(Stored dataset items)
━━━
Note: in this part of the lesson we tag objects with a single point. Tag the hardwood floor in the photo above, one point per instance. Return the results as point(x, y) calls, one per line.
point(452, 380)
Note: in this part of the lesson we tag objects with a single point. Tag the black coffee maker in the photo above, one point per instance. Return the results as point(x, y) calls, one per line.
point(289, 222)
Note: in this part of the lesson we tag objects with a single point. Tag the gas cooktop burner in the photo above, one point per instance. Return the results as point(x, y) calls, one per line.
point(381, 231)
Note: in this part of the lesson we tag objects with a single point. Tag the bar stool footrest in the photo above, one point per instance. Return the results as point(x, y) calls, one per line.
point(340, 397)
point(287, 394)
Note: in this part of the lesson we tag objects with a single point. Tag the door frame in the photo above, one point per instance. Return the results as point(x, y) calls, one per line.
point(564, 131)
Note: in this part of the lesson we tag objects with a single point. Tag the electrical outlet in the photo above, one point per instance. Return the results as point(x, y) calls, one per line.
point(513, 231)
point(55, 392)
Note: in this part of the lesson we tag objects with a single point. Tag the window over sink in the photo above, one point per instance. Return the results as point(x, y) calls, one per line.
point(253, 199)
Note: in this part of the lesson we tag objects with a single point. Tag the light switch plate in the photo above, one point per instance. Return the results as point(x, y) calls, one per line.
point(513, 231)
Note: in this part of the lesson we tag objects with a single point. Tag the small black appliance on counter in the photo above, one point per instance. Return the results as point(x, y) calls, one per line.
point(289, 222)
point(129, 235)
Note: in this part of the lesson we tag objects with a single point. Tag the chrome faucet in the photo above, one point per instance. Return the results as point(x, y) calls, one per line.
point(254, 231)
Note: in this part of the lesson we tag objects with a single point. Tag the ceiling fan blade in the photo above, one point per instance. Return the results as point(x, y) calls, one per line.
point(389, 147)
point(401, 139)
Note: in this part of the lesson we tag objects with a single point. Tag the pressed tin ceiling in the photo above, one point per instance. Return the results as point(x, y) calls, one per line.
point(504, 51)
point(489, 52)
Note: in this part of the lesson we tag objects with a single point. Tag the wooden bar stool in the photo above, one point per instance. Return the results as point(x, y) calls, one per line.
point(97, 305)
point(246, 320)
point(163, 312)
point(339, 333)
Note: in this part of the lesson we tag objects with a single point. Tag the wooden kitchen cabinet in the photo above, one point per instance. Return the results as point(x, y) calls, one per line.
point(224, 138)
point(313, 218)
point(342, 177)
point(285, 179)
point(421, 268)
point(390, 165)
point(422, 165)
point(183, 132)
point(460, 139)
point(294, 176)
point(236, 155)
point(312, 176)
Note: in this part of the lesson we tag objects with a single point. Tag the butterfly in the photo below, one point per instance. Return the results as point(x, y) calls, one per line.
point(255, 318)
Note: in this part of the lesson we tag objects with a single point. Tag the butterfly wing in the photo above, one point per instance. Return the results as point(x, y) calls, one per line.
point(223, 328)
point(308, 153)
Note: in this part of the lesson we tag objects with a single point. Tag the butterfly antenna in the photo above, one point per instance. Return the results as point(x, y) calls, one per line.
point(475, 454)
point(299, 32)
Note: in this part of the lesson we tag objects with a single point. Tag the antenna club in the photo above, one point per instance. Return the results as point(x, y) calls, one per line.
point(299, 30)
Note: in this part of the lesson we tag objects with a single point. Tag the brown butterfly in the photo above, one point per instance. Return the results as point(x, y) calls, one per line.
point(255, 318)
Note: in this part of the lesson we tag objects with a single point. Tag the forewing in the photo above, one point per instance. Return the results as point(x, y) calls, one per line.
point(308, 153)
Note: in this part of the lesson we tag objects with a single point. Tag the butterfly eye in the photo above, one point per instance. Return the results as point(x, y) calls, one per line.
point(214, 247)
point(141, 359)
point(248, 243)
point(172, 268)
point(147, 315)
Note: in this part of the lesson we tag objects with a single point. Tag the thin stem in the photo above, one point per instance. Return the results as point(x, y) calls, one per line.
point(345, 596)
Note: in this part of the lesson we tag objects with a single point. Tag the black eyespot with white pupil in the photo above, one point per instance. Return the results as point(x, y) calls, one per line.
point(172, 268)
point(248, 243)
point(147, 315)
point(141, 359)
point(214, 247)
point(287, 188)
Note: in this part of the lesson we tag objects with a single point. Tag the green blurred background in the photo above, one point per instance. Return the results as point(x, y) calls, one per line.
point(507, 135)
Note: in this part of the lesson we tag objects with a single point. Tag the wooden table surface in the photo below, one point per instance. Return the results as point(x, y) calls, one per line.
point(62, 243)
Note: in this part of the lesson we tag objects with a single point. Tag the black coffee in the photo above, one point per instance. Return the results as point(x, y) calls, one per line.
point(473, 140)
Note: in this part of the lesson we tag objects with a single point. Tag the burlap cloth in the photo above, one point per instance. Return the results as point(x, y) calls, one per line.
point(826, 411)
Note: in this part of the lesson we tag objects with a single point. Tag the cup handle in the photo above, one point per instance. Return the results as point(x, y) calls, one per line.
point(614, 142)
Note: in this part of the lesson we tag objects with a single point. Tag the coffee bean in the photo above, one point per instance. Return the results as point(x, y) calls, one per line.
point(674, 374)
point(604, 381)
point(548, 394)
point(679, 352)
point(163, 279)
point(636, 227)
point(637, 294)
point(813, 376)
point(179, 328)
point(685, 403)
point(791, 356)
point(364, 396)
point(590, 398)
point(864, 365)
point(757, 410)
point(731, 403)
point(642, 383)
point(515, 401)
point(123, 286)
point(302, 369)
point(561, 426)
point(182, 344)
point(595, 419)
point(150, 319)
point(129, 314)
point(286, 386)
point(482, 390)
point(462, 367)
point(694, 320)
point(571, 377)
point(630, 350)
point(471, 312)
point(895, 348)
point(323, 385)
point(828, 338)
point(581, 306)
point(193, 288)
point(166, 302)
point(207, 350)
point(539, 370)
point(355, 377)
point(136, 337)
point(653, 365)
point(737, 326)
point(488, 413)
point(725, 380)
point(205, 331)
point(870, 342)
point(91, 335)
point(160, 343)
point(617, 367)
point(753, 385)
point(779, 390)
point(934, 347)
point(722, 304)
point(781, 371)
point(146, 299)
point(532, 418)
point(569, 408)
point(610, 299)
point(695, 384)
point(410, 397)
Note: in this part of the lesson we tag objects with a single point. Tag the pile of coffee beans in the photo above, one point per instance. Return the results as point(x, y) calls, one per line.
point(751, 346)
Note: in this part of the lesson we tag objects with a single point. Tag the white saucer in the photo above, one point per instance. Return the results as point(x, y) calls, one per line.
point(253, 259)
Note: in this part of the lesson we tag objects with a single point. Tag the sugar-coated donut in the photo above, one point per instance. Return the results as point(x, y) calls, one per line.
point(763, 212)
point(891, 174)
━━━
▶ **What the task asks**: What is needed is an exact copy of every record above.

▶ **Written response**:
Note: in this part of the lesson we tag objects with a single point. Tag the hardwood floor in the photo above, one point per instance. Return the results as point(x, y) calls, one per line.
point(452, 380)
Note: in this part of the lesson we tag objects with a single point. Tag the black coffee maker in the photo above, one point per instance. Return the results as point(x, y) calls, one per line.
point(289, 222)
Note: in this part of the lesson we tag objects with a single point. Tag the gas cooktop burner in the photo above, one point per instance. Return the results as point(x, y) calls, one per line.
point(381, 231)
Note: in this part of the lesson we tag objects with a single point. Tag the bar stool footrest in the photo above, one point per instance. Return the results as point(x, y) calls, one per line.
point(340, 397)
point(287, 394)
Note: in this part of the lesson we tag objects with a single point. Tag the door frame in the photo above, one point per instance. Return the results as point(x, y) calls, one per line.
point(564, 131)
Note: in this part of the lesson we tag objects with a single point. Tag the electrical outlet in the photo above, one point per instance. Return the results as point(x, y) calls, one per line.
point(513, 231)
point(55, 392)
Note: in this part of the lesson we tag objects with a single point. Tag the window over sink in the photo above, one point per instance. Return the results as point(x, y) calls, one per line.
point(253, 199)
Note: in this part of the lesson we tag objects with a single point. Tag the light switch plate in the photo above, one point per instance. Return the results as point(x, y) calls, one per line.
point(513, 231)
Note: in this part of the lesson we tag objects with a single point. Tag the small black appliance on counter in the photo above, one point per instance. Return the results as point(x, y) calls, one per line.
point(289, 222)
point(129, 235)
Note: in this part of the lesson we tag objects with a single point. Tag the chrome faucet in the photo above, one point per instance. Return the results as point(x, y) calls, one per line.
point(254, 231)
Note: in this part of the lesson we tag objects with a single point. Tag the ceiling fan blade in the photo above, one point per instance. Return the results as point(x, y) calls, one per line.
point(389, 147)
point(401, 139)
Note: in this part of the lesson we tag objects with a single point. Tag the pressed tin ceiling in the photo above, one point per instance. Return the results as point(x, y) calls, one per line.
point(504, 51)
point(489, 52)
Note: in this part of the lesson we tag objects with a single point. Tag the wooden bar stool in the photo above, one point per instance. Return the results as point(x, y) calls, one per line.
point(97, 305)
point(246, 320)
point(163, 312)
point(339, 333)
Note: in this part of the lesson we tag objects with a single point. Tag the wooden kitchen cabinet in the photo above, one point per instance. Return the results as point(x, y) calls, one per line.
point(224, 138)
point(313, 218)
point(342, 177)
point(285, 179)
point(421, 268)
point(390, 165)
point(422, 165)
point(183, 132)
point(460, 139)
point(294, 176)
point(236, 155)
point(312, 176)
Note: in this part of the lesson we tag objects with a single point. Tag the butterfly in the photo below, one point per instance. Return the results as point(x, y) calls, one per line.
point(255, 318)
Note: in this part of the lesson we tag objects with a single point. Tag the butterfly wing in the photo above, one point per instance. Return the results as point(x, y) calls, one per line.
point(223, 328)
point(308, 153)
Note: in this part of the lesson we tag objects with a single point. Tag the butterfly antenna in the photo above, one point per instance. Return the results as point(x, y) calls, one per line.
point(475, 454)
point(299, 32)
Note: in this part of the lesson we tag objects with a single point. Tag the antenna club in the photo above, one point per instance. Return the results as point(x, y) calls, one per line.
point(299, 30)
Note: in this part of the lesson we tag objects with a single point. Tag the brown butterfly in the photo above, one point per instance. Return the results as point(x, y) calls, one per line.
point(255, 318)
Note: in this part of the lesson we tag objects with a single point. Tag the forewing in the photo above, one point per instance. Return the results as point(x, y) calls, one per line.
point(308, 153)
Note: in this part of the lesson we tag objects with a single point. Tag the butterfly eye in the photo above, one point per instance. Return the results as point(x, y) calls, one per line.
point(214, 247)
point(141, 359)
point(248, 243)
point(172, 268)
point(147, 315)
Note: in this part of the lesson we tag objects with a single point. Tag the thin stem in the photo above, one point per instance. Return the results as point(x, y) calls, one per line.
point(345, 596)
Note: in this part of the lesson we tag objects with a single point. Tag the black eyespot with white pupil in the photo above, one point per instance. Return the results as point(x, y) calls, one per line.
point(172, 268)
point(248, 243)
point(147, 315)
point(141, 359)
point(214, 247)
point(287, 188)
Note: in this part of the lesson we tag objects with a single point. Tag the green blurred background in the photo above, one point per instance. Return the results as point(x, y) calls, one per line.
point(507, 135)
Note: in this part of the lesson we tag objects with a single point. Tag the wooden table surface in the photo below, one point per instance. Return the results as point(x, y) calls, one per line.
point(62, 243)
Note: in this part of the lesson we tag objects with a single point. Tag the black coffee in the photo above, one point per instance. Return the results as point(x, y) calls, one per line.
point(473, 140)
Note: in this part of the lesson we tag objects with a single point. Tag the burlap cloth in the photo above, one point per instance. Return the results as point(x, y) calls, one per line.
point(826, 411)
Note: in this part of the lesson we tag objects with a single point. Tag the cup handle in the photo above, one point per instance. Return the results as point(x, y) calls, one per line.
point(614, 142)
Note: in this part of the lesson we tag objects with a single point. Tag the coffee bean in the photo above, one point per instance. Return the results as point(x, y) calls, one per line.
point(674, 374)
point(604, 381)
point(548, 394)
point(679, 352)
point(163, 279)
point(636, 227)
point(637, 294)
point(813, 376)
point(179, 328)
point(685, 403)
point(791, 356)
point(364, 396)
point(590, 398)
point(864, 365)
point(757, 410)
point(731, 403)
point(642, 383)
point(515, 401)
point(123, 286)
point(302, 369)
point(561, 426)
point(182, 344)
point(595, 419)
point(150, 319)
point(129, 314)
point(286, 386)
point(482, 390)
point(462, 367)
point(694, 320)
point(571, 377)
point(630, 350)
point(471, 312)
point(895, 348)
point(323, 385)
point(828, 338)
point(581, 306)
point(193, 288)
point(166, 302)
point(207, 350)
point(539, 370)
point(355, 377)
point(136, 337)
point(653, 365)
point(737, 326)
point(488, 413)
point(725, 380)
point(205, 331)
point(870, 342)
point(91, 335)
point(160, 343)
point(617, 367)
point(753, 385)
point(779, 390)
point(934, 347)
point(722, 304)
point(781, 371)
point(146, 299)
point(532, 418)
point(569, 408)
point(610, 299)
point(695, 384)
point(410, 397)
Note: in this part of the lesson we tag objects with a single point. Tag the pile of coffee beans in the photo above, one point per instance. Return the results as point(x, y) calls, one per line.
point(751, 346)
Note: in this part of the lesson we tag objects with a single point. Tag the white saucer in the photo above, one point per instance. Return the results as point(x, y) calls, one per line.
point(253, 259)
Note: in this part of the lesson we tag objects with a single point. Tag the sugar-coated donut in the photo above, one point per instance. Return the results as point(x, y) calls, one per line.
point(763, 212)
point(891, 174)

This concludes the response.